Kapalıçarşı’nın son hakkakı: Bedros Muradyan
Bu sayımızda Kapalıçarşı’da bir hakkak (oymacı) ustasını tanıtacağız: Bedros Muradyan. 48 yıldır Zincirli Han’da aynı aşk ve şevkle çelik üzerine yazı yazıyor. Kuyumcu kalıplarından madalyona, düğmeden, rozete birçok şey üreten Bedros Usta’yla mesleğini ve inceliklerini konuştuk.
MURAT CEM
Hakkak ustası Bedros Muradyan’la buluşmak üzere Zincirli Han’ın yolunu tutuyorum. Kapalıçarşı’nın ana giriş kapılarından olan Nuruosmaniye’den girince sağdan ikinci sokağa sapıp yolun sonuna yürüdüğünüzde, sağ kol üzerinde Zincirli Han’ın giriş kapısına ulaşıyorsunuz. Kapıdan içeriye adımını attığınızda zamanda yolculuğunuz da başlamış oluyor. Hem kalabalık hem de sesler kesiliyor. İki katlı han, ortasında küçük bir havuzu olan avlusu, koyu yeşile boyalı panjurlu eski odaları, tarihi taş zemini, tuğladan kemerleriyle adeta büyülüyor. Girişteki çay ocağında bir kahve içimi nefeslenip Bedros Usta’nın hanın üst katındaki dükkanında soluğu alıyorum. Daracık bu küçük dükkan 1975 yılından beri faaliyette. Bedros Usta, 48 yıldır aynı mekanda sanatını icra ediyor. Dışarıya bakan küçük bir penceresi olan bu loş dükkanda ustanın çalıştığı bir tezgah, kalemler, çekiçler ve kalıp makineleri var.
Önce mesleğini konuşuyoruz. “Yaptığımız işin adı Hakkaklık. oymacılık… Kimisi ahşap üzerine oyma yapar, kimisi taş üstüne ben çelik üzerine oyma yapıyorum. Yaptığım işin diğer bir adı gravür kalıpçılık.”

-- Verilen Malzeme --

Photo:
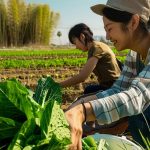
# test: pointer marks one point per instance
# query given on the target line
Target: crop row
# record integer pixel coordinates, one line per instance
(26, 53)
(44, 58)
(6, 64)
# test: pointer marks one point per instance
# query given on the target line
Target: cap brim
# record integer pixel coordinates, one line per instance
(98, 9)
...
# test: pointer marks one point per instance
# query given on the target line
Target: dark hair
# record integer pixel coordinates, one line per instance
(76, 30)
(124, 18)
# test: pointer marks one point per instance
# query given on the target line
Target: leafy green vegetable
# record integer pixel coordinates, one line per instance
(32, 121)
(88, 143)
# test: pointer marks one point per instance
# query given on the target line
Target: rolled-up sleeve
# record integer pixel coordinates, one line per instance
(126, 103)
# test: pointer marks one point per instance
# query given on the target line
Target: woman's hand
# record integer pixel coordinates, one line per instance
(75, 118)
* * *
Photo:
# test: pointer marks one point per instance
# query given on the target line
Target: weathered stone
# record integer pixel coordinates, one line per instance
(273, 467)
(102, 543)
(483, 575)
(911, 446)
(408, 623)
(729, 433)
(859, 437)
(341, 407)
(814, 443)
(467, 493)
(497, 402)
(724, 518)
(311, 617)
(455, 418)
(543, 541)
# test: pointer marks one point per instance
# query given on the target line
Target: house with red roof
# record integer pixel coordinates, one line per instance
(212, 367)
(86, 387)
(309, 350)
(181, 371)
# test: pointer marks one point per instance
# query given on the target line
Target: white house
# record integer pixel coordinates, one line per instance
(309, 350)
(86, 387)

-- Görevler --
[1] Bedros Muradyan hakkındaki metinden "Kapalıçarşı’nın son hakkakı: Bedros" ile "ve inceliklerini konuştuk." arasındaki kısmı, iki uç da dahil olmak üzere aynen tekrarlayın.
[2] Bedros Muradyan hakkındaki metne göre ustanın yaptığı işin diğer adı nedir?
[3] Bedros Muradyan hakkındaki metni kaldığı yerden devam ettirin.

-- Görev Yanıtları --
[1]
Kapalıçarşı’nın son hakkakı: Bedros Muradyan
Bu sayımızda Kapalıçarşı’da bir hakkak (oymacı) ustasını tanıtacağız: Bedros Muradyan. 48 yıldır Zincirli Han’da aynı aşk ve şevkle çelik üzerine yazı yazıyor. Kuyumcu kalıplarından madalyona, düğmeden, rozete birçok şey üreten Bedros Usta’yla mesleğini ve inceliklerini konuştuk.

[2] Gravür kalıpçılık.

[3]
Teknolojinin gelişmesi ve CNC tezgahlarının yaygınlaşmasıyla geçmişte el oymacılığı yöntemiyle yapılan altın, gümüş gibi kıymetli metallerin kalıpları artık makinelerde kısa sürede imal edilebiliyor. Bedros Usta ise bu kalıpları el işçiliğiyle yapmayı sürdürüyor. “Ben işimi aşkla yapıyorum. Makineler işe ruh veremiyor. El işçiliğinin güzelliğini bulamazsınız bu kalıplarda” diyor.
Hakkaklığın geçmişine bakacak olursak; bu sanat tarihte mühür ve damga işlemlerini yapma ihtiyacından doğmuş. Altın, bakır gibi metaller üzerine ellerindeki çelik kalemlerle yazı ve desen işleyen sanatkarlara da hakkak denilmiş. Osmanlı döneminin en gözde esnaf grubunu oluşturan hakkakların devri mührün ortadan kalkmasıyla zamanla kaybolmuş. Hakkakların çoğu da kuyumculuk mesleği içinde yer alan kalemkarlığa ve gravür kalıpçılığa yönelmişler.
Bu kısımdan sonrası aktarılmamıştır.